*Given request*. Take the material below and retype it in full; pictures are left out.

*Dataset rows*.

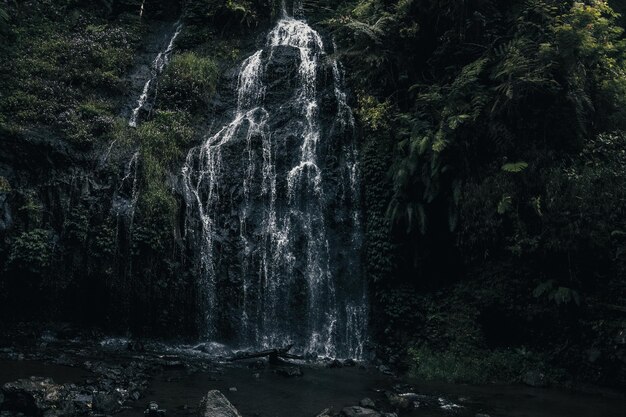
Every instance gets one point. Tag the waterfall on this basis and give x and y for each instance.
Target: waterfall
(158, 65)
(273, 200)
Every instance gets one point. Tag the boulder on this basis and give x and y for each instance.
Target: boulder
(367, 403)
(107, 402)
(37, 396)
(324, 413)
(535, 378)
(357, 411)
(214, 404)
(289, 371)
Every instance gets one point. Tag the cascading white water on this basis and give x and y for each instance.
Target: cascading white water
(158, 65)
(277, 255)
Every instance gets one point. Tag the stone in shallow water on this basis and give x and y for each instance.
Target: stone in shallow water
(367, 403)
(359, 412)
(289, 371)
(214, 404)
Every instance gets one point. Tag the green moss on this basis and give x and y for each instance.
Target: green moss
(31, 251)
(5, 186)
(189, 81)
(476, 367)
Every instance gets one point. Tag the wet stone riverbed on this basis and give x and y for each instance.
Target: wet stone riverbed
(106, 378)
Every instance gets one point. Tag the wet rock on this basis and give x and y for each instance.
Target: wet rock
(359, 412)
(349, 362)
(535, 378)
(214, 404)
(367, 403)
(289, 371)
(36, 397)
(260, 364)
(107, 402)
(385, 370)
(335, 364)
(397, 401)
(324, 413)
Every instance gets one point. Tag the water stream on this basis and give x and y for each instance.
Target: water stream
(275, 194)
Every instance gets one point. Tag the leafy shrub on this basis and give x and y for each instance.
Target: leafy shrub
(189, 82)
(31, 251)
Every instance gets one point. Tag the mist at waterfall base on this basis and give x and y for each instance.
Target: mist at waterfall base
(273, 205)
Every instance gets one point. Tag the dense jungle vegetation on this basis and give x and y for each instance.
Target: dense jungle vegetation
(493, 154)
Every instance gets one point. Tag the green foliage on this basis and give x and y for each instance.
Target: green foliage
(31, 251)
(5, 185)
(559, 295)
(189, 81)
(233, 13)
(373, 114)
(60, 56)
(514, 167)
(162, 141)
(475, 367)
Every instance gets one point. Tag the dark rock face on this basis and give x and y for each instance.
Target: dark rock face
(42, 397)
(289, 371)
(285, 259)
(274, 207)
(215, 404)
(357, 411)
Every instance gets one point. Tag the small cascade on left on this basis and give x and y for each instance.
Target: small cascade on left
(128, 188)
(127, 192)
(156, 69)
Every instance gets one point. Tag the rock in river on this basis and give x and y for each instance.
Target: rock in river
(214, 404)
(359, 412)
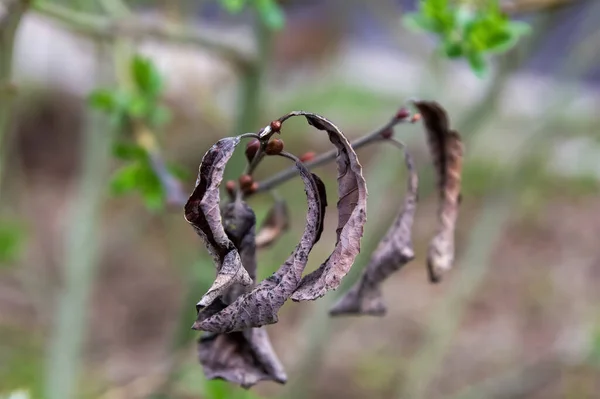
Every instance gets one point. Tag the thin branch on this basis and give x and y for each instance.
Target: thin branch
(329, 156)
(112, 28)
(11, 12)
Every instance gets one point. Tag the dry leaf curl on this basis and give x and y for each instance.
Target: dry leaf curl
(394, 251)
(260, 306)
(352, 215)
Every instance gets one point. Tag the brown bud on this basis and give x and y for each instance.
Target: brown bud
(251, 149)
(307, 156)
(245, 182)
(387, 133)
(276, 126)
(402, 113)
(230, 187)
(274, 146)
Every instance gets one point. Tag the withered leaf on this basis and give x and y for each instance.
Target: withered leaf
(447, 151)
(260, 306)
(275, 224)
(242, 357)
(352, 215)
(393, 252)
(203, 213)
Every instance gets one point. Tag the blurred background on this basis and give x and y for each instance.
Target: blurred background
(97, 290)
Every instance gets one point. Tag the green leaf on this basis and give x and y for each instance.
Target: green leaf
(453, 49)
(125, 179)
(159, 116)
(138, 107)
(12, 238)
(103, 100)
(233, 6)
(179, 172)
(477, 63)
(128, 151)
(270, 13)
(146, 77)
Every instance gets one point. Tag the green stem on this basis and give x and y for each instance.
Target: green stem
(9, 23)
(81, 262)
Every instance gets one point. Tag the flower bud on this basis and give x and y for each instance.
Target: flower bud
(307, 156)
(402, 113)
(274, 146)
(251, 149)
(245, 182)
(275, 126)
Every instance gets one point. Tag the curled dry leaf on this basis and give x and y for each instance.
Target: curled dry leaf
(447, 152)
(394, 251)
(352, 215)
(203, 213)
(244, 357)
(275, 224)
(260, 306)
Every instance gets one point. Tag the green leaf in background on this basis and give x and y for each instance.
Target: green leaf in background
(416, 22)
(453, 49)
(138, 107)
(103, 100)
(139, 176)
(159, 116)
(12, 238)
(233, 6)
(125, 179)
(477, 63)
(146, 77)
(270, 13)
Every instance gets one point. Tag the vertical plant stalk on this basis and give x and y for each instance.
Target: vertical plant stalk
(11, 12)
(81, 262)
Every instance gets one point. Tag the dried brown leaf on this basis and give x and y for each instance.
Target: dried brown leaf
(260, 306)
(352, 215)
(393, 252)
(447, 151)
(203, 213)
(275, 224)
(244, 357)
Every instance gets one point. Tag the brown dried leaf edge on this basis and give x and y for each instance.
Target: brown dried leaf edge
(203, 213)
(275, 224)
(352, 214)
(260, 306)
(447, 151)
(394, 251)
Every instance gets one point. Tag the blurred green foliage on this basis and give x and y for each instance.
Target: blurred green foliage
(138, 107)
(269, 11)
(467, 31)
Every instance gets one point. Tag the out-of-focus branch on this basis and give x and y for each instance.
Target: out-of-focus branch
(11, 12)
(326, 157)
(132, 27)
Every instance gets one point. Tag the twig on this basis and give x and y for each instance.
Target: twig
(515, 7)
(11, 12)
(112, 28)
(81, 261)
(328, 156)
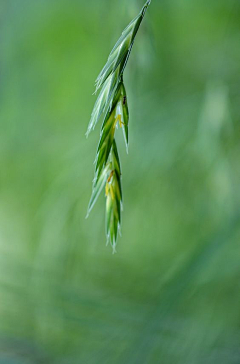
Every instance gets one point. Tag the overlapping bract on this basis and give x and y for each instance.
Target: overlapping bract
(112, 101)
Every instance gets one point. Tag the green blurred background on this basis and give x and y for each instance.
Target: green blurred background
(171, 294)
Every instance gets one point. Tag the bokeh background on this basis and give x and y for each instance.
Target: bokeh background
(171, 294)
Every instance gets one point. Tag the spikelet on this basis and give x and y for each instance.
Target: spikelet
(112, 102)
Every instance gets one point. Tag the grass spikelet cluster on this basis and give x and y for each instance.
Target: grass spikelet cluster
(112, 103)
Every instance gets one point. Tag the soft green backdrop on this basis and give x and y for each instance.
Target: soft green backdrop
(171, 295)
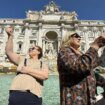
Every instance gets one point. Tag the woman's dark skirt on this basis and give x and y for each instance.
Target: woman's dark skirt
(23, 98)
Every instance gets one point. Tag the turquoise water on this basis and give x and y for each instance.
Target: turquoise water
(50, 93)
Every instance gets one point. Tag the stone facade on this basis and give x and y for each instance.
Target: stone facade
(46, 28)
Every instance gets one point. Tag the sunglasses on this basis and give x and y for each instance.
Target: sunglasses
(75, 35)
(33, 48)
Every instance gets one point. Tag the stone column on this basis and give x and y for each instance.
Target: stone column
(39, 37)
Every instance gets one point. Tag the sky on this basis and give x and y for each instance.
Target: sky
(86, 9)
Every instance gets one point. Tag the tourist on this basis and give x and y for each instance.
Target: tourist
(76, 74)
(26, 88)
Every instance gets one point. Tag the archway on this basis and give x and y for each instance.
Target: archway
(51, 42)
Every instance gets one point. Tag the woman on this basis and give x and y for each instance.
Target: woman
(77, 79)
(26, 88)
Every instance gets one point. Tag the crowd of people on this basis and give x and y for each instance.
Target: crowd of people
(77, 78)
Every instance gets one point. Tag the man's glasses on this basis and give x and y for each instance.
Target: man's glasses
(33, 48)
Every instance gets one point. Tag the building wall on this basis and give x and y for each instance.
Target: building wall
(46, 28)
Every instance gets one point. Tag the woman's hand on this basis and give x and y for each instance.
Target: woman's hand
(25, 69)
(9, 31)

*Result of this task*.
Every instance gets one point. Tag the waterfall on this basis and give x and y for each instance.
Target: waterfall
(158, 65)
(273, 200)
Every instance gets one point. Tag the boulder on this basis and give x and y for each instance.
Target: boulder
(367, 403)
(107, 402)
(37, 396)
(324, 413)
(535, 378)
(357, 411)
(214, 404)
(289, 371)
Every instance gets one point. Tag the cascading white water on this basis and give x and y for each instance.
Target: cascading white water
(158, 65)
(277, 255)
Every instance gets one point. Tag the stone in shallow water on this basis and give x and y for each instance.
Target: stone in shallow water
(367, 403)
(359, 412)
(289, 371)
(214, 404)
Every instance gets one point. Tag the green moss on this basis and give x and y for each instance.
Target: green moss
(31, 251)
(5, 186)
(189, 81)
(476, 367)
Every instance gets one point. Tag the wet stone riverbed on this basis and give x and y for each instance.
Target: wet stone riverbed
(106, 378)
Every instance gets one point. Tag the wet rock on this basis and give x and y for each instance.
Target: wet rock
(359, 412)
(349, 362)
(535, 378)
(214, 404)
(367, 403)
(289, 371)
(36, 397)
(260, 364)
(107, 402)
(385, 370)
(335, 364)
(397, 401)
(324, 413)
Every instance gets one point. Tag the water stream on this basis and give x and y for each instance.
Target: water stream
(275, 194)
Every instance gets one point. Tag the leafy shrub on this basis and give x and y for each instance.
Target: leafy shrub
(189, 82)
(31, 251)
Every instance gets one point. Tag the mist at waterfall base on this basis and give x and y for each instance.
Target: mist at waterfall base
(273, 205)
Every instance gets one point. Tag the dense jungle vegetation on this basis and give x and y for each instance.
Target: dense jungle vegetation
(493, 154)
Every instance gets one point. Tag the green foliage on this basis and give x and y for each instance.
Target: green foliage
(31, 251)
(5, 185)
(559, 295)
(189, 81)
(233, 13)
(373, 114)
(60, 56)
(514, 167)
(162, 141)
(475, 367)
Every instance gets one point. Tag the dark rock face on this basis and give x and y for each instance.
Target: dark rock face
(42, 397)
(289, 371)
(285, 259)
(274, 207)
(215, 404)
(357, 411)
Every instance gets one point. Tag the small cascade on left on this basis and give x and y for each instance.
Target: small cascade on left
(128, 188)
(127, 192)
(156, 69)
Every instance gets one point. Tag the rock in river on this basis and give x and y for each instance.
Target: rock in river
(214, 404)
(359, 412)
Every instance gets one point. Tag the thin branch on this basis and give x and y for each instance.
Target: thin branch
(329, 156)
(112, 28)
(11, 12)
Every instance gets one point. Tag the dry leaf curl on this basis and give x and y for each instance.
Target: dry leaf curl
(394, 251)
(260, 306)
(352, 215)
Every instance gets one point. Tag the brown bud on this basis and give x and y for each instance.
Target: brown bud
(251, 149)
(307, 156)
(245, 182)
(387, 133)
(276, 126)
(402, 113)
(230, 187)
(274, 146)
Every instance gets one point. Tag the withered leaf on this basis and give x and y for each instance.
Target: withered leaf
(447, 151)
(260, 306)
(275, 224)
(242, 357)
(352, 215)
(393, 252)
(203, 213)
Every instance gets one point. Tag the blurred background on this basis and give x and y for each instance.
Target: blurred background
(97, 290)
Every instance gets one point. Tag the green leaf on this basis and give x and y for each instance.
Target: green leaf
(453, 49)
(125, 179)
(159, 116)
(138, 107)
(12, 238)
(103, 100)
(233, 6)
(179, 172)
(477, 63)
(128, 151)
(270, 13)
(146, 77)
Every instance gets one point. Tag the green stem on this basis and give x and y for each instance.
Target: green stem
(9, 23)
(81, 262)
Every instance gets one point. Tag the flower bud on this basis and give x and y for each instance.
Target: flower bud
(307, 156)
(402, 113)
(274, 146)
(251, 149)
(245, 182)
(275, 126)
Every instance gets one point. Tag the curled dry leaf on this basis and give x and y for each instance.
Target: curled dry leaf
(447, 152)
(394, 251)
(352, 215)
(203, 213)
(244, 357)
(275, 224)
(260, 306)
Every instance gets one point. Tag the green leaf in background on this basis and give x and y for each instance.
Target: green leaf in background
(416, 22)
(453, 49)
(138, 107)
(103, 100)
(139, 176)
(159, 116)
(12, 238)
(233, 6)
(125, 179)
(477, 63)
(146, 77)
(270, 13)
Every instance gets one point. Tag the vertical plant stalk on this basis and give x and y for each instance.
Target: vertical plant stalk
(11, 12)
(81, 262)
Every instance gets one point. Tag the dried brown leaf on this basis and give x and y for each instance.
Target: dried brown leaf
(260, 306)
(352, 215)
(393, 252)
(447, 151)
(203, 213)
(275, 224)
(244, 357)
Every instance gets one point. Tag the brown dried leaf edge on this basis and give x and y for each instance.
Target: brown dried leaf edge
(203, 213)
(275, 224)
(352, 214)
(260, 306)
(447, 151)
(394, 251)
Every instance gets one point. Tag the blurred green foliage on this basis and give x and y for each instance.
Target: blurred green foliage
(138, 107)
(269, 11)
(467, 31)
Every instance gets one point. Tag the out-of-focus branch on this basis and give x and y for each instance.
Target: out-of-focus branch
(11, 12)
(326, 157)
(132, 27)
Every instance gets one point. Tag the twig on this basis and give x and y for each instance.
Target: twig
(515, 7)
(11, 12)
(112, 28)
(81, 261)
(328, 156)
Every instance gets one point. Tag the overlapping bract on this basis and give x and y for each instance.
Target: overlapping bract
(112, 101)
Every instance gets one point. Tag the green blurred background on this basis and give x and y for each instance.
Target: green blurred background
(171, 294)
Every instance gets one point. Tag the bokeh background on this basis and give x and y for each instance.
Target: bokeh background
(171, 294)
Every instance gets one point. Tag the spikelet on this basis and give x and y for each instance.
Target: spikelet
(112, 102)
Every instance gets one point. Tag the grass spikelet cluster on this basis and give x and y for each instance.
Target: grass spikelet cluster
(112, 103)
Every instance gets one point. Tag the soft green backdrop on this basis and give x and y for each instance.
Target: soft green backdrop
(171, 295)
Every instance gets one point. Tag the woman's dark skirt on this basis and give x and y for each instance.
Target: woman's dark skirt
(23, 98)
Every instance gets one point. Tag the turquoise water on this basis and give x and y for each instance.
Target: turquoise water
(50, 93)
Every instance gets one point. Tag the stone facade on this basis and give x and y for each instance.
Target: stone facade
(46, 28)
Every instance gets one point. Tag the sunglasses on this basis and give x and y for each instance.
Target: sunglasses
(75, 35)
(33, 48)
Every instance gets one point. Tag the stone column on this basis and give x and y for each instance.
Target: stone column
(39, 37)
Every instance gets one point. Tag the sky on this basis and give x and y for each instance.
Target: sky
(86, 9)
Every instance gets one point. Tag the tourist on this basis and give x and y for each instance.
Target: tourist
(76, 74)
(26, 88)
Every instance gets one point. Tag the archway on this basis and give x and y for each instance.
Target: archway
(51, 42)
Every instance gets one point. Tag the woman on this basis and give x and y for each instance.
Target: woman
(77, 79)
(26, 88)
Every instance gets one point. Tag the crowd of people on this basis and give x and y for each instance.
Target: crowd of people
(77, 78)
Every instance gets one point. Tag the man's glasses on this basis and give x and y for each instance.
Target: man's glasses
(33, 48)
Every instance gets one point. Tag the building wall on this basis and give x and y for each instance.
Target: building wall
(46, 28)
Every instance gets one point. Tag the woman's hand on this basis and give x and y for each instance.
Target: woman's hand
(25, 69)
(9, 31)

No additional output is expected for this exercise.